# [YOUR OBJECTIVE]
Look through the entries below for the line that contains "TASK = drop", then set down that line and each one after it exactly, through the last.
━━━━━━━━
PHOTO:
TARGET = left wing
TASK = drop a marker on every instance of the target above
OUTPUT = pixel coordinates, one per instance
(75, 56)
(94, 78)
━━━━━━━━
# [COMPLETED TASK]
TASK = drop a marker on every instance of the target above
OUTPUT = pixel coordinates, one per instance
(75, 56)
(94, 78)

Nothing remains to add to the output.